Source extract >>

>>

LOL! Isn't a worn out tired puppy a good puppy? 

Brodysmom


----------



## Kioana (Mar 1, 2005)

lol yes but Juno is the busyiest puppy I've ever had! 
Even when I'm sleep she's jumping on me when she should be sleep

no but I'm happy that this is going so well


----------



## rcj1095 (Mar 4, 2009)

Oh Kio, I am so happy you are trying this. Mine have been on it almost as long as Brody and they are thriving beyond belief. I put so much thought into at first and drove myself crazy. Kelly and Tracy were my biggest support team and helped me so much. You won't believe how easily it becomes part of your daily routine. Each dog will adjust and you'll know what you need to do. It felt like I was never feeding them enough because they eat it so much faster but you'll get used to all that. Mine look at kibble now and look at me. It's the funniest thing I've ever seen. I still throw scrambled eggs into their diet and some yogurt here and there but this raw is the best switch I've ever made. Will be checking this daily to see how you're doing. Don't be afraid of the bone. It's nothing like cooked bone, okay? They will love it. Mine have finally learned to stay in their own corner of the kitchen or they are in trouble. Poor Coop eats his in like thirty seconds so the girls have learned not to dilly dally or he stares them down. LOL. Good luck sweetie and stay strong. This is a great thing for them!!!


----------



## Brodysmom (Jan 8, 2009)

Robin, glad to see your crew are still doing so well on raw! I have been meaning to ask you about that and kept forgetting to. Great update. That is so funny that Cooper stares at the girls food after he finishes his. That had me cracking up. 

I bought beef heart the other day at Walmart. Can you believe it? I've never seen it there before. It's a great meaty red meat, full of vitamins and minerals and so nutrient dense. It counts as a meat and not an organ since it is a muscle.  It was cheap too. Wow, couldn't believe my luck finding that around here! It is the Rumba brand, same as the kidneys. I always check to see if they have new things so was so happy to find it and I bought 3 of them! I will have a years supply. ha. 

Brody said YUM. 

Brodysmom


----------



## Muzby (Jan 28, 2009)

Big happy raw family here! LOL

Your pups poopies will AMAZE you once they settle on the new food. It's nothing short of a miracle.

Just a note: Betty got into some spilled cat litter (it's corn and wheat litter) and before we noticed she'd eaten a ton and stashed it under a blanket! Imagine my surprise when for about a WEEK she was pooping 3-5 times a day.  I kept examining the poo and thinking "now what the HECK are those things in there!?". The SO pointed out it looked like wee kernels... and sure enough, it was the cat litter! UGH! 

Back on raw, and she's back to pooping once a day, or every other. Goodness, they will never have kibble/etc again!


----------



## Kioana (Mar 1, 2005)

wow robin you too!

LOL dang is this a club and no one asked me to join! 
well i wanted to give them bone last night but didn't want to rush so i stuck with the breast. I'm still giving them the breast again tonight and the bone will be given next week . i think they will be ready by then .

<<

Goal A >>
Please output the stretch of the rows from the line that contains "label: man in green sweater" through the line that contains "top-left (550, 109), bottom-right (739, 733)", reproducing those lines verbatim.

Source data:
>>

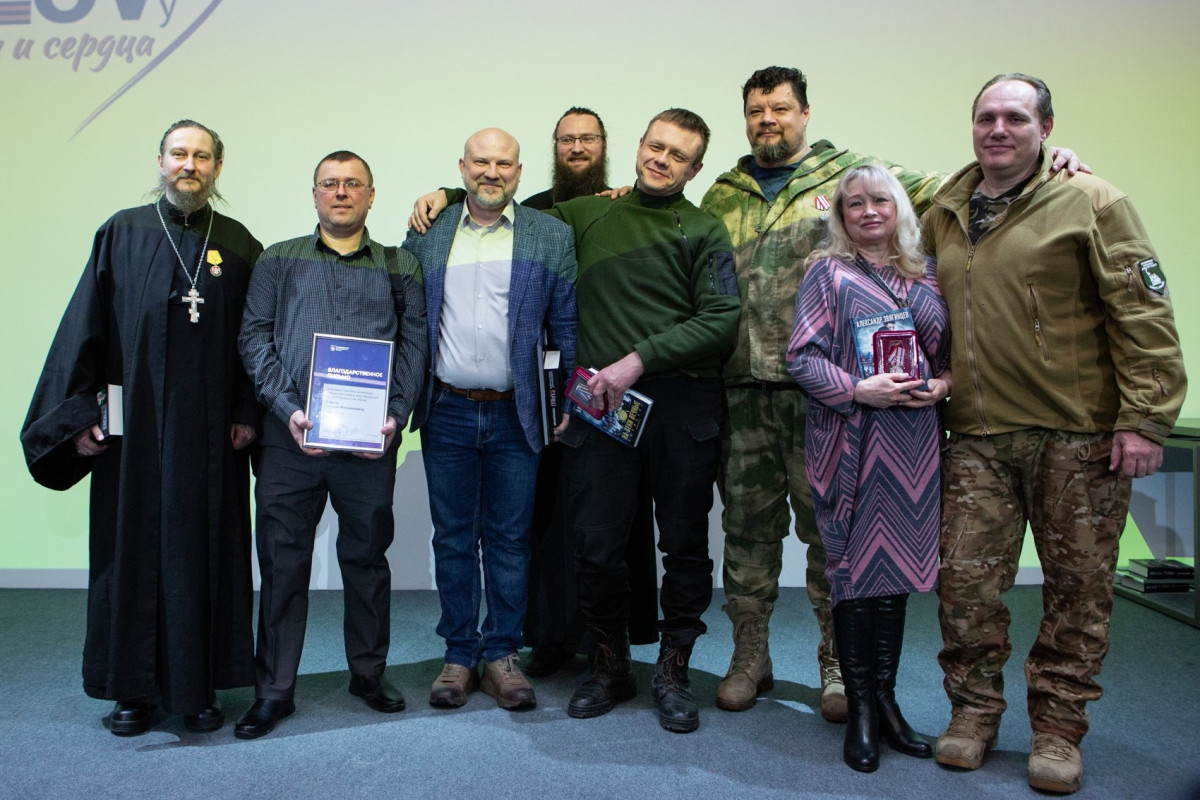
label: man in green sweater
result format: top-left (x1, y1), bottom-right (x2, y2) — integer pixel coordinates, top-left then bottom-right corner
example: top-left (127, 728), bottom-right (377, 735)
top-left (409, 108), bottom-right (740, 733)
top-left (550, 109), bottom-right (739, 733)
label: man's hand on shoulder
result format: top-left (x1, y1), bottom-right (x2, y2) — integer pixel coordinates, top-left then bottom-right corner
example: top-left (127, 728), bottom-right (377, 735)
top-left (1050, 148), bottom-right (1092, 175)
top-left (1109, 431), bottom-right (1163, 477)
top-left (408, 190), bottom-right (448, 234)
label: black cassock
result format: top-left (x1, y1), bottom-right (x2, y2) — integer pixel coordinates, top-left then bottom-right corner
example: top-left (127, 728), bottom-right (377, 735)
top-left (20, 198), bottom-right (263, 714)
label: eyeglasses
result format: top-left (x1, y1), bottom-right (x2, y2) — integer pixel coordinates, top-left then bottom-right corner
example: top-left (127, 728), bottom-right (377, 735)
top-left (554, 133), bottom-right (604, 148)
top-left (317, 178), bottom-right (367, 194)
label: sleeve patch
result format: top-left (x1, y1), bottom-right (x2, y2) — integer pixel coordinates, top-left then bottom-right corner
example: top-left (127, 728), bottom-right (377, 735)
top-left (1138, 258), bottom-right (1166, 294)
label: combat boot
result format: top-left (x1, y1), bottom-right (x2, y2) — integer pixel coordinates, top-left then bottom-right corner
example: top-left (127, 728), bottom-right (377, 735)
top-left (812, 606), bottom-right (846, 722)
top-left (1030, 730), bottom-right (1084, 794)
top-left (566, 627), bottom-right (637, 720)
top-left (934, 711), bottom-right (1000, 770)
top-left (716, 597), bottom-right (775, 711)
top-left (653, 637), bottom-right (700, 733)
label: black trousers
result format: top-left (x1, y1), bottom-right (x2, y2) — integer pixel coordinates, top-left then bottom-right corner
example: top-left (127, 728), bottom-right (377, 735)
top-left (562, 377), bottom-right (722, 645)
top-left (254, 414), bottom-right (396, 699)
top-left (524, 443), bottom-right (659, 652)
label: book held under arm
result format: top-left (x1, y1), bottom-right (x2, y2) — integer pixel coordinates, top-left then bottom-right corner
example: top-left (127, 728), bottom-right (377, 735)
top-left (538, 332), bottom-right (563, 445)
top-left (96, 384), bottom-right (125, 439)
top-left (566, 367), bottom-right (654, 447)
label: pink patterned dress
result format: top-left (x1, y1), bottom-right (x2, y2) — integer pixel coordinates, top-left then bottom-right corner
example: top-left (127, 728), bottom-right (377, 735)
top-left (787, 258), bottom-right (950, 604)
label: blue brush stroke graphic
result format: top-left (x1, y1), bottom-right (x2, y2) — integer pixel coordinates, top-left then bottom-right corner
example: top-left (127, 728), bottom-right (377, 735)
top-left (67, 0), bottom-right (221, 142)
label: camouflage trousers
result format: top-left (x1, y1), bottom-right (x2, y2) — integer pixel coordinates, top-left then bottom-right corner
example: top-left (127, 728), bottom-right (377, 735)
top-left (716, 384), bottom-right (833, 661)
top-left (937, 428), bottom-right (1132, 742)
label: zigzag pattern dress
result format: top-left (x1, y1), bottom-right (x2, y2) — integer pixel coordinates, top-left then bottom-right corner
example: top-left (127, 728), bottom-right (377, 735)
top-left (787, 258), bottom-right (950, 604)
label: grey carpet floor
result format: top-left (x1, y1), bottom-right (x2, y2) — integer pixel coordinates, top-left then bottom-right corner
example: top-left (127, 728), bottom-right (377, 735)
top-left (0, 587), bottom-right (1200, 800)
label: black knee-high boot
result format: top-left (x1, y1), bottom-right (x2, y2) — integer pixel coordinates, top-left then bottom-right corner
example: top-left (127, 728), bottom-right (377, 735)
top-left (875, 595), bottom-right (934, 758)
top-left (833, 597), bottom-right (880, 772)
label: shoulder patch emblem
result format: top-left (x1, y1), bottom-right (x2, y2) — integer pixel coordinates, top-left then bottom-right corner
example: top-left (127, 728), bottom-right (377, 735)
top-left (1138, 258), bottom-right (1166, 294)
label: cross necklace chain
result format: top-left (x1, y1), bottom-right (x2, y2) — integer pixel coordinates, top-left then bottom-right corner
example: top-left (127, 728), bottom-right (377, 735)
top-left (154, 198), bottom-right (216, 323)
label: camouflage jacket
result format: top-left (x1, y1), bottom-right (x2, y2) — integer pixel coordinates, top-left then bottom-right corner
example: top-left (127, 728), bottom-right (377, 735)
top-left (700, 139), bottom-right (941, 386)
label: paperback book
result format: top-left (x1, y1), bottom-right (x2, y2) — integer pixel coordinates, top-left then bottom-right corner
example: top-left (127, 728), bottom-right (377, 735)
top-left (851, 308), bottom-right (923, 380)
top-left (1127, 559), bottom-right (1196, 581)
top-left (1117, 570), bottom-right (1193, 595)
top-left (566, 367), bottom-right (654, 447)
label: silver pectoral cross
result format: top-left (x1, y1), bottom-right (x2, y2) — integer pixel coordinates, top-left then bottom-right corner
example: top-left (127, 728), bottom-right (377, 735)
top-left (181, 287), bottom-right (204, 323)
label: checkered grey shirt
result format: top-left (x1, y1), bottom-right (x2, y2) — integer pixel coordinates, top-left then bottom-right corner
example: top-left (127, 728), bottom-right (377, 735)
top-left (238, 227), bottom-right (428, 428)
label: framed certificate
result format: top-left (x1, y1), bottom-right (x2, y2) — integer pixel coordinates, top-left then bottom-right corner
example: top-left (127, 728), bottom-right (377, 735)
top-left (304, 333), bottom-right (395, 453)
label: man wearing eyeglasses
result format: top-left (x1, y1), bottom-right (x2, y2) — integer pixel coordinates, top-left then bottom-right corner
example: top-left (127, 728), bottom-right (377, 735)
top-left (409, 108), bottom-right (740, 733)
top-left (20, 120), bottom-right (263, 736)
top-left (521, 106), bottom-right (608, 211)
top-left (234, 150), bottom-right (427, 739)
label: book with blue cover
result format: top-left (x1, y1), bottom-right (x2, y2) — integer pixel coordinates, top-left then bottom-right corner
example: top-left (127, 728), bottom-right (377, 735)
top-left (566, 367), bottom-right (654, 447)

<<
>>

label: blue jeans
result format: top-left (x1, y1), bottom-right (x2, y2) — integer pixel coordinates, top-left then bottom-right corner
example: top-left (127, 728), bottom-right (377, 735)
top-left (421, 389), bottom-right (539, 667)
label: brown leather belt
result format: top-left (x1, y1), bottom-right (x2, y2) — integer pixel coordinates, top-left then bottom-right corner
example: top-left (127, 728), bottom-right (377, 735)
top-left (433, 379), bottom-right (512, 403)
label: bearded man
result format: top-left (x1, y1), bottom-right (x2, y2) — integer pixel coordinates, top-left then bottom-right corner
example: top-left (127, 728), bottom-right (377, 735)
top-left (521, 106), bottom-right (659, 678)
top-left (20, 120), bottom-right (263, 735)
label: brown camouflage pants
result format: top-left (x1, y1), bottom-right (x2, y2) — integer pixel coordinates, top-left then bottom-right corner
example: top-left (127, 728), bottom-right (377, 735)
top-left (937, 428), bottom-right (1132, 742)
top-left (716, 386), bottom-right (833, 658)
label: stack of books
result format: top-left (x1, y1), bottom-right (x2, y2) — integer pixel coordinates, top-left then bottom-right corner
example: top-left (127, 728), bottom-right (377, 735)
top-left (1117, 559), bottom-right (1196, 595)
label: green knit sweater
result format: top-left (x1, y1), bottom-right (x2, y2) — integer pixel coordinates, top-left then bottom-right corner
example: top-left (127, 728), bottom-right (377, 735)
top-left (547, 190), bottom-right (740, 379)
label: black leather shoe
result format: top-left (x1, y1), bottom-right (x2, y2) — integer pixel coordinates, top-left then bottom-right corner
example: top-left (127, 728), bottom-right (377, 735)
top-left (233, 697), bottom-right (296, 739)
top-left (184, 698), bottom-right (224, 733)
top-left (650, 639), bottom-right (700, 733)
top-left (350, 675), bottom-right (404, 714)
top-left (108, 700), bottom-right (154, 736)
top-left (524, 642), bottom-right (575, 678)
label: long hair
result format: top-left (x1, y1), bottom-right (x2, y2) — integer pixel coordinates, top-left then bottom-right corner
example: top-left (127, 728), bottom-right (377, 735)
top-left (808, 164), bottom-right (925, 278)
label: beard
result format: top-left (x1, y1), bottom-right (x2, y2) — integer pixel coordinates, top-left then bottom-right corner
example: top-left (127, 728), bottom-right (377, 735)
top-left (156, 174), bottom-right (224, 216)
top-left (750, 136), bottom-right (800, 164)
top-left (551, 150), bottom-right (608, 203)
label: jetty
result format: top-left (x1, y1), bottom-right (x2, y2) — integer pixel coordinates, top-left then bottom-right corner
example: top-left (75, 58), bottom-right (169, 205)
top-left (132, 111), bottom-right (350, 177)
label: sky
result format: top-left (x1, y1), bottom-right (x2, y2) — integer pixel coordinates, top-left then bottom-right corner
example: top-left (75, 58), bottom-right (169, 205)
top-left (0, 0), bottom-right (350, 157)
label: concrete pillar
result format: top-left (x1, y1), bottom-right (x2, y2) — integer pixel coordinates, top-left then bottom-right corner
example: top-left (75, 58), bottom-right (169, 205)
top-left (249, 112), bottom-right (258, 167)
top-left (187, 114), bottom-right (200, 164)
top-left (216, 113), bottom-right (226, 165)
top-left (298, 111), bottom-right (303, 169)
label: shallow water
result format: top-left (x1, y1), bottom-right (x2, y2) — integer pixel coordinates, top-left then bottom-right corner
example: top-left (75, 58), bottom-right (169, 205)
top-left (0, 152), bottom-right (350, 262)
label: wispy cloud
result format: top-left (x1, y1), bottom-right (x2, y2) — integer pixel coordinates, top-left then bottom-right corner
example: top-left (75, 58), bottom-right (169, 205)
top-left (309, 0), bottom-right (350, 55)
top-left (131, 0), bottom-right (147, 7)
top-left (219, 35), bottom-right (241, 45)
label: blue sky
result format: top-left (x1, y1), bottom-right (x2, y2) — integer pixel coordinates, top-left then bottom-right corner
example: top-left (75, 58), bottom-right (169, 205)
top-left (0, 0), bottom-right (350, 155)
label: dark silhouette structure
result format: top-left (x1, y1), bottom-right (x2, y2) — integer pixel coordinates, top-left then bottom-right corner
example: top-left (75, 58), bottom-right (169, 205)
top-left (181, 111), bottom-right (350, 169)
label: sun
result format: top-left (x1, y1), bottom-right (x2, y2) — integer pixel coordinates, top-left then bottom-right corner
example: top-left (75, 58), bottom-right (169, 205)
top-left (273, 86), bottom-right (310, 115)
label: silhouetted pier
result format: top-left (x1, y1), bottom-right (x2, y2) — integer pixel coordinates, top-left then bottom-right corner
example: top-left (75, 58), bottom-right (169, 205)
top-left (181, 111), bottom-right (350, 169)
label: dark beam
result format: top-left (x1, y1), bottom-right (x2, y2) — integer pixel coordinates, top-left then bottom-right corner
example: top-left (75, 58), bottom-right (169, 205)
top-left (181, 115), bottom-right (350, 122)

<<

Goal B >>
Pick up the raw-feeding thread after its last sentence and keep it going.

Exercise result A >>
label: man in green sweater
result format: top-left (x1, y1), bottom-right (x2, y2) — integer pixel coordinates, top-left then bottom-right corner
example: top-left (127, 728), bottom-right (377, 735)
top-left (409, 108), bottom-right (740, 733)
top-left (550, 109), bottom-right (739, 733)

Exercise result B >>
Thanks for all the "pats on the backs" on the real i think i would have backed out by now if no one would have replied to thie thread thanks again ((hugs))


----------



## Brodysmom (Jan 8, 2009)

We are here for you and we'll help you with any questions/concerns you might have. In a couple of weeks you will be preaching to the choir. 

Brodysmom


----------



## Kioana (Mar 1, 2005)

LOL! i'm sure


----------



## Kioana (Mar 1, 2005)

we had runny poop tonight from jamoka and jemini 
Juno has had great poop

I still gave the chicken breast tonight 
ugh !!!! 
What can I do Bout lose poop?


----------



## Muzby (Jan 28, 2009)

No worries.. you've been feeding meat only and meat only = the runs. You need to get them eating bones ASAP. Bones = solid poop.

At this stage, I'd be offering bone every third day for a few weeks until they're eating 100% raw and you can start to intro other meat types (beef, lamb, rabbit). Once they're eating a lot of different types of meat, intro organ. Be sure to TAKE YOUR TIME. No rushing to organ too fast! If this bout of the runs scared you, you'll die the first time you see "mommy fed me too much liver" runs! LOL


----------



## rcj1095 (Mar 4, 2009)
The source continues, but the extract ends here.